▸ Task requirements:
Retype the passage of the Comet and Iceberg setup guide from "Note: Iceberg integration" up to and including "are provided below.".

▸ Selected excerpt:
::::::

Accelerating Apache Iceberg Parquet Scans using Comet (Experimental)#

Note: Iceberg integration is a work-in-progress. Comet currently has two distinct Iceberg code paths: 1) a hybrid reader (native Parquet decoding, JVM otherwise) that requires building Iceberg from source rather than using available artifacts in Maven, and 2) fully-native reader (based on iceberg-rust). Directions for both designs are provided below.

Hybrid Reader#

Build Comet#

Run a Maven install so that we can compile Iceberg against latest Comet:

mvn install -DskipTests

Build the release JAR to be used from Spark:

make release

Set COMET_JAR env var:

export COMET_JAR=`pwd`/spark/target/comet-spark-spark3.5_2.12-0.13.0.jar

Build Iceberg#

Clone the Iceberg repository and apply code changes needed by Comet

git clone git@github.com:apache/iceberg.git
cd iceberg
git checkout apache-iceberg-1.8.1
git apply ../datafusion-comet/dev/diffs/iceberg/1.8.1.diff

Perform a clean build

./gradlew clean build -x test -x integrationTest

Test#

Set ICEBERG_JAR environment variable.

::::::

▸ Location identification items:
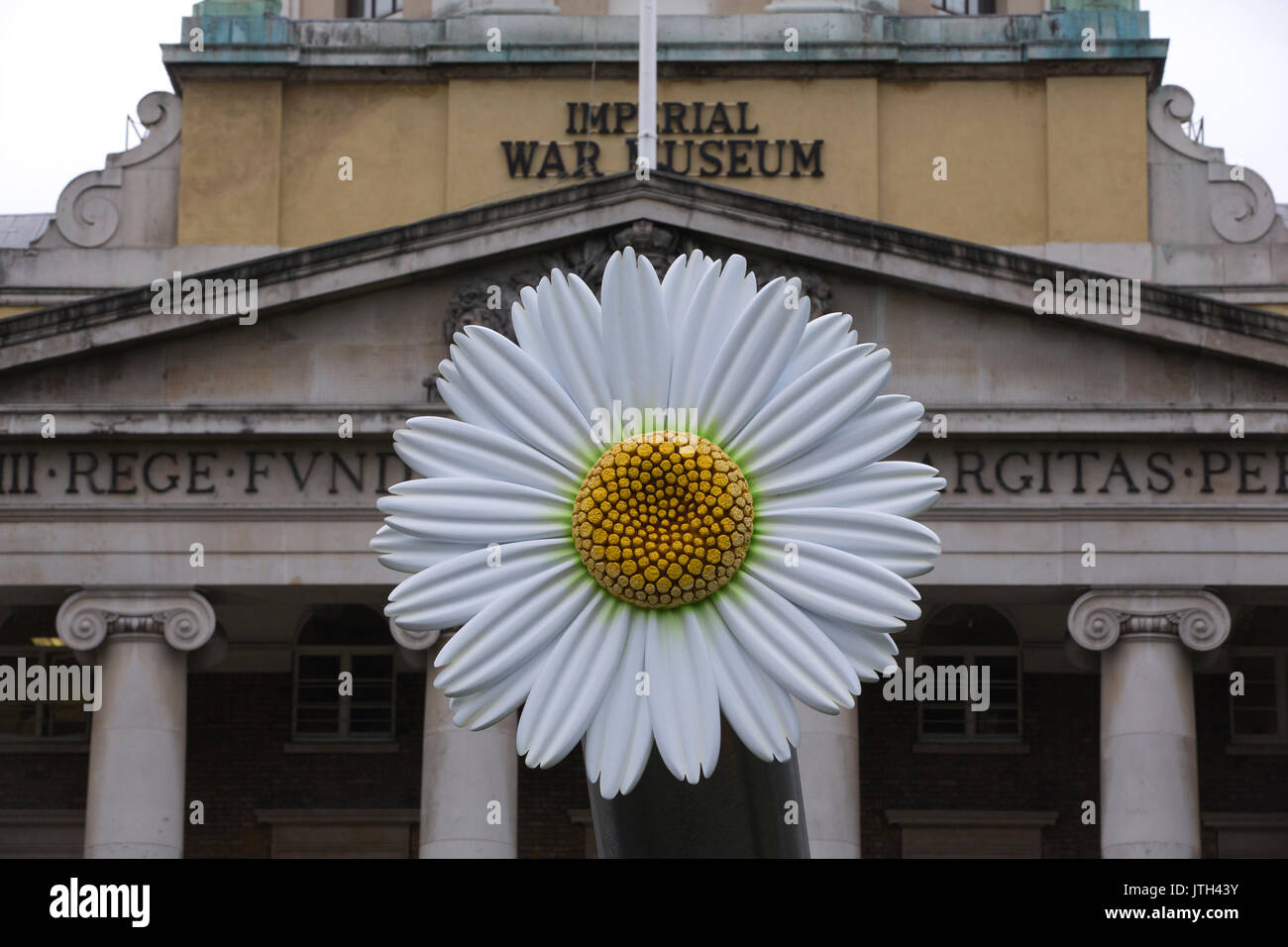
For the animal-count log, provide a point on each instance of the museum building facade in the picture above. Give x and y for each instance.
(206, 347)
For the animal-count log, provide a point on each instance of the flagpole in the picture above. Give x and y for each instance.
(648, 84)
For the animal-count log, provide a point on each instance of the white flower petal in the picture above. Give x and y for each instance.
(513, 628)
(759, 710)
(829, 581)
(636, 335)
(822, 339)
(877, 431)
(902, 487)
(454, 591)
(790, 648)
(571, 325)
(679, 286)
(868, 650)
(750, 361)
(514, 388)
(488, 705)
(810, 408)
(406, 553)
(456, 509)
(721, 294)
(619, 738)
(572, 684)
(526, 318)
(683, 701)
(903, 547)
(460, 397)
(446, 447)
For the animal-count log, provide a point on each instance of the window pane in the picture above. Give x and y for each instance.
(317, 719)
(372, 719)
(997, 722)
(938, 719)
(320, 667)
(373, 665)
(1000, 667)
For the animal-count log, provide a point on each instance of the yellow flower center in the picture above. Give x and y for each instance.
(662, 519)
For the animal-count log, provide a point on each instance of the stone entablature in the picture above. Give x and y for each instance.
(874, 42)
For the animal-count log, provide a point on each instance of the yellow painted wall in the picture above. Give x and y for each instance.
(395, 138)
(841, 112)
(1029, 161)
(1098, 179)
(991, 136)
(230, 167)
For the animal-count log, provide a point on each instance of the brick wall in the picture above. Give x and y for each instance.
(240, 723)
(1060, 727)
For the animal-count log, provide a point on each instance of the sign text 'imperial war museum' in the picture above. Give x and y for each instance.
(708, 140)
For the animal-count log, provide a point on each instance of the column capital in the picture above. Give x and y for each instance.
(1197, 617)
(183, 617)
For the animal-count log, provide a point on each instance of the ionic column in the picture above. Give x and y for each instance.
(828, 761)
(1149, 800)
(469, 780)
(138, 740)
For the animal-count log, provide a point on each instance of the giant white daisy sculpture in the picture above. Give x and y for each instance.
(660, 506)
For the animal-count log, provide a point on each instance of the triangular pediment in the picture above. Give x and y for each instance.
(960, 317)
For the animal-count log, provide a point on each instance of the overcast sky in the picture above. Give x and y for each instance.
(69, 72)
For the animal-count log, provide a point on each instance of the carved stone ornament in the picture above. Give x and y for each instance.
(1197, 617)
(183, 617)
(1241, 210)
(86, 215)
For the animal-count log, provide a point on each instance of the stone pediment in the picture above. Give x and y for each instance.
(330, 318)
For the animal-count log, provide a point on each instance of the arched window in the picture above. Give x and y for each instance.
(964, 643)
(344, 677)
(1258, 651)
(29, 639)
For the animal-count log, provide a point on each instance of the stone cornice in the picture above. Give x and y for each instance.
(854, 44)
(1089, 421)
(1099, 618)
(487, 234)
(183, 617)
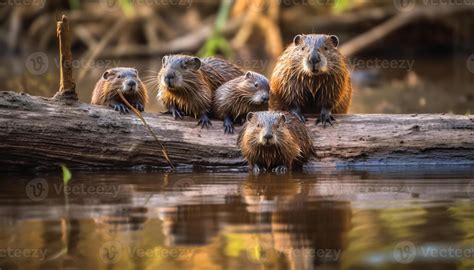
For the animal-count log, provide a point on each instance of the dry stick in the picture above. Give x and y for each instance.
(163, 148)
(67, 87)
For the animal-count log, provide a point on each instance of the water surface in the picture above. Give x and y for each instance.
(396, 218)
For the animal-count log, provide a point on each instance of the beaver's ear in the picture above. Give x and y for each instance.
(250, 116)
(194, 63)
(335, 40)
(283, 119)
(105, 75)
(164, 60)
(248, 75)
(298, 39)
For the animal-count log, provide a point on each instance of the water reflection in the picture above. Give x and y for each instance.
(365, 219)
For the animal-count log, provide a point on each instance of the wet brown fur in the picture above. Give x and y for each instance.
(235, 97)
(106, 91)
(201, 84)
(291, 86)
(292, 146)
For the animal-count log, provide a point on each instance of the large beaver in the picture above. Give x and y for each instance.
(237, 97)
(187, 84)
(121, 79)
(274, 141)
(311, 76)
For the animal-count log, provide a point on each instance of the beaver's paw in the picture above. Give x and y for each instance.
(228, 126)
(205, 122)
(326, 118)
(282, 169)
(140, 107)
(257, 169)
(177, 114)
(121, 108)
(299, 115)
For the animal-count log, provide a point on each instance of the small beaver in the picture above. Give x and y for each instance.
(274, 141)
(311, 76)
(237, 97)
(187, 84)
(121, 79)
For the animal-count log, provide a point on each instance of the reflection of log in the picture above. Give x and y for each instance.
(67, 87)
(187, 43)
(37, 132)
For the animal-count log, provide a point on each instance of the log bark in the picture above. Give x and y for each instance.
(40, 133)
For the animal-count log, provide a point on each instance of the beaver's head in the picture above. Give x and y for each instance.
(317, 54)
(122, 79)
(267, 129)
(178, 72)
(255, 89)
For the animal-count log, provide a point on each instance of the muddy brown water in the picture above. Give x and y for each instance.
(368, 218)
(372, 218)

::::::

▸ The result:
Note: Iceberg integration is a work-in-progress. Comet currently has two distinct Iceberg code paths: 1) a hybrid reader (native Parquet decoding, JVM otherwise) that requires building Iceberg from source rather than using available artifacts in Maven, and 2) fully-native reader (based on iceberg-rust). Directions for both designs are provided below.